TASK ITEM:
The output is the lines below from the one with "Query: apartment building" through the one with "point(4, 7)", both included, printed exactly and with no other line.

-------------------------

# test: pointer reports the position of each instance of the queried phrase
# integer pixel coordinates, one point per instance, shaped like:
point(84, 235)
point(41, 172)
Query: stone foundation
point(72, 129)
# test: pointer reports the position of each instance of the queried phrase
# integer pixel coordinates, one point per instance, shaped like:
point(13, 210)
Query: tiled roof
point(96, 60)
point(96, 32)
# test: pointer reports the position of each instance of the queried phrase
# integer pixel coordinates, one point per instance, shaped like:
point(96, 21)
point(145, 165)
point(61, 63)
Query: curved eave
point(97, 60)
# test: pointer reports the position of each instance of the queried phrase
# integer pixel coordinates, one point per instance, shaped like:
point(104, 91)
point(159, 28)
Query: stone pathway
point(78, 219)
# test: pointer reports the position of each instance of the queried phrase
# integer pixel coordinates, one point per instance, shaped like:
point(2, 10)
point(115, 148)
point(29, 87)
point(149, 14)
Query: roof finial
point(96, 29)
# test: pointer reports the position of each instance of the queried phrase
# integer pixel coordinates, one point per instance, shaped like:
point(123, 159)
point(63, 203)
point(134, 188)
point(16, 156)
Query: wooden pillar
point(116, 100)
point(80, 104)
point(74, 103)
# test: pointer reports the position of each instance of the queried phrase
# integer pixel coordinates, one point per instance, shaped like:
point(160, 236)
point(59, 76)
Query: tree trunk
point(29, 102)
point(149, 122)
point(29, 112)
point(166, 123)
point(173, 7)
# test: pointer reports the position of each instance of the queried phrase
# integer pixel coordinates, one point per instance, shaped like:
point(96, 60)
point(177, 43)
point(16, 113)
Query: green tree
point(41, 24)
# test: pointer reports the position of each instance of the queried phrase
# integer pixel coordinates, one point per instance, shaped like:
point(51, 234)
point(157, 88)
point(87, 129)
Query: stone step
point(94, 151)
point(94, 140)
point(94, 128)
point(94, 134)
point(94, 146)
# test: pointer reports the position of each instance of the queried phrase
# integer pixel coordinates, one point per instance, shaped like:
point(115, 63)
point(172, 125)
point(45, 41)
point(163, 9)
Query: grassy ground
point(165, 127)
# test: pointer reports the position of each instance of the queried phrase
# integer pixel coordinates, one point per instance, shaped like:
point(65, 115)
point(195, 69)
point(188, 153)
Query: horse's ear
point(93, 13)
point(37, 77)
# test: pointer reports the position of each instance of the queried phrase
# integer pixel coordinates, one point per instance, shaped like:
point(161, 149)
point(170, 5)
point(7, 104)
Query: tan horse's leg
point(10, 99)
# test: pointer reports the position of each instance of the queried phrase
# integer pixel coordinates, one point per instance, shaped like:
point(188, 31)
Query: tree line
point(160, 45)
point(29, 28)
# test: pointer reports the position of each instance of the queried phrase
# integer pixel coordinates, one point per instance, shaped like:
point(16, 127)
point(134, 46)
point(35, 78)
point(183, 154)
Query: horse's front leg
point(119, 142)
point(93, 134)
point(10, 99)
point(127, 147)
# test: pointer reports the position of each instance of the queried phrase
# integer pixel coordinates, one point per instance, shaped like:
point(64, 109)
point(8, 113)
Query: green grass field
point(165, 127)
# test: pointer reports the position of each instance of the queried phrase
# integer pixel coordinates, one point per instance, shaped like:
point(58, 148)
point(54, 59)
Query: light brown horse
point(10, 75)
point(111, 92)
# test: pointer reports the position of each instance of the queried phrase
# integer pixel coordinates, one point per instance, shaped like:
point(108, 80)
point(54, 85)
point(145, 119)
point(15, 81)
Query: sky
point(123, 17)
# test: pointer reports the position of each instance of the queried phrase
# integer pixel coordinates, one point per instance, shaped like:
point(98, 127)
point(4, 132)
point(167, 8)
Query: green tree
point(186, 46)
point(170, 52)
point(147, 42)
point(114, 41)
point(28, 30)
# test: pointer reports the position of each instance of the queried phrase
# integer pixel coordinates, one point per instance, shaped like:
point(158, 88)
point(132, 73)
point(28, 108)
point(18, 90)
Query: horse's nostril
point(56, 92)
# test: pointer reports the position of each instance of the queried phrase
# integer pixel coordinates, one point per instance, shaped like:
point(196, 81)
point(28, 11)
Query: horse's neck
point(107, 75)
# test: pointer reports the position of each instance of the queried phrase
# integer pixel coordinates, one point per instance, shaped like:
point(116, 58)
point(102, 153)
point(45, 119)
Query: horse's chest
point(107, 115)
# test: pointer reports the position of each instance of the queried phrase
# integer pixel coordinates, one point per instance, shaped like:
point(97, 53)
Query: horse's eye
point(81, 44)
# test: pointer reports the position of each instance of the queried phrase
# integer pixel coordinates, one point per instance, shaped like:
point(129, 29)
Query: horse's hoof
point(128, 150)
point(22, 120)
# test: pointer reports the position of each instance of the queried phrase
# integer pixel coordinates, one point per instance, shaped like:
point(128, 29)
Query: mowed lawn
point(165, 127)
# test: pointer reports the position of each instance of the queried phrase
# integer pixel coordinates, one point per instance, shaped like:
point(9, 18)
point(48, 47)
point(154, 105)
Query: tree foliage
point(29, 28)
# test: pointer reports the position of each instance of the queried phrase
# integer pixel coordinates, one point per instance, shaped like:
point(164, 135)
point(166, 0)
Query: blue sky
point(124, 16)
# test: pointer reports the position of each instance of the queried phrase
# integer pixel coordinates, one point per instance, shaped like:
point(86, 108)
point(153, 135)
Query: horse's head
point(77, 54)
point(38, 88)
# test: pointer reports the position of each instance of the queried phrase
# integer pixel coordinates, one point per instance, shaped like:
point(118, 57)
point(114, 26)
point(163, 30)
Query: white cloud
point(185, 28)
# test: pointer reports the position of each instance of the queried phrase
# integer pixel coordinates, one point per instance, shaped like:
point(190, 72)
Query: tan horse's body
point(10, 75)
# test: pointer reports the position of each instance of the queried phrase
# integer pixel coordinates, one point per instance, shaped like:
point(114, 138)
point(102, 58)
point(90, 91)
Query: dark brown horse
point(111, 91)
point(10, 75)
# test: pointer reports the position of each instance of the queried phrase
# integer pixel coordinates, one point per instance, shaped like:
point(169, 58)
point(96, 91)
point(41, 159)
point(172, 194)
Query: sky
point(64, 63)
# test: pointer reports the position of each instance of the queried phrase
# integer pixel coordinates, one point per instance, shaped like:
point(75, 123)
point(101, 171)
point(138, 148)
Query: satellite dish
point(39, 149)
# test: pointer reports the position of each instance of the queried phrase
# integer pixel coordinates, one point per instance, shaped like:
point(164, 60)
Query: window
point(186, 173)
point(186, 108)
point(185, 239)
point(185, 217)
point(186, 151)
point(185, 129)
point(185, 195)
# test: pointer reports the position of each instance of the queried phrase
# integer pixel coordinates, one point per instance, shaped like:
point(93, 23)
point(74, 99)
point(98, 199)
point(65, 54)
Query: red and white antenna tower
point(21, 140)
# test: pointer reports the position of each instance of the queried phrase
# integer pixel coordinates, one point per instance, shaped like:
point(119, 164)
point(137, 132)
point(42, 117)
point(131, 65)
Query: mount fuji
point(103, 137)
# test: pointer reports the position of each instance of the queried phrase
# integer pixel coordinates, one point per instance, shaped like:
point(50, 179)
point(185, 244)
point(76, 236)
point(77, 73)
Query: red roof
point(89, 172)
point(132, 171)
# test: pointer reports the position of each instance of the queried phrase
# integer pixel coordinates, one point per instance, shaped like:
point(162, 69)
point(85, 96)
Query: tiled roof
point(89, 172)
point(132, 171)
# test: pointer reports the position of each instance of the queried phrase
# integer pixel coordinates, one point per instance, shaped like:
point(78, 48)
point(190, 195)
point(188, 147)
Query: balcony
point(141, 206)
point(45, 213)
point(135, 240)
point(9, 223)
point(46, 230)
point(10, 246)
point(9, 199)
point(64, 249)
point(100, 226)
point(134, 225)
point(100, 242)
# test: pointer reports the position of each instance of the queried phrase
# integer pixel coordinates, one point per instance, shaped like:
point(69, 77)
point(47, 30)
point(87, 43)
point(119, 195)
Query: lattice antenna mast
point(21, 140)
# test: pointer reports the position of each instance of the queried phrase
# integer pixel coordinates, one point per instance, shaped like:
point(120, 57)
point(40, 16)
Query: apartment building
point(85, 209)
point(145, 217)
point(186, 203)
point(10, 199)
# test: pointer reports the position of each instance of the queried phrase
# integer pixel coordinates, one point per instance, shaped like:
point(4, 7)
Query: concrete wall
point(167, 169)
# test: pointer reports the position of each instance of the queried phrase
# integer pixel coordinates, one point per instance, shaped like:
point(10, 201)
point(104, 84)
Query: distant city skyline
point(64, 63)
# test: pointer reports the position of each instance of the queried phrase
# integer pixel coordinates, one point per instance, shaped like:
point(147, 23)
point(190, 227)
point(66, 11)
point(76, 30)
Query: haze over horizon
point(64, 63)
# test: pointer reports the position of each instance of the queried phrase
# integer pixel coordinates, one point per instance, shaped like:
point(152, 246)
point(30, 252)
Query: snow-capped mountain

-------------------------

RESULT OF THE TASK:
Query: apartment building
point(85, 209)
point(145, 217)
point(186, 203)
point(10, 199)
# test: pointer reports the position of each instance of the queried phrase
# integer pixel coordinates, one point per instance, shaped like:
point(4, 7)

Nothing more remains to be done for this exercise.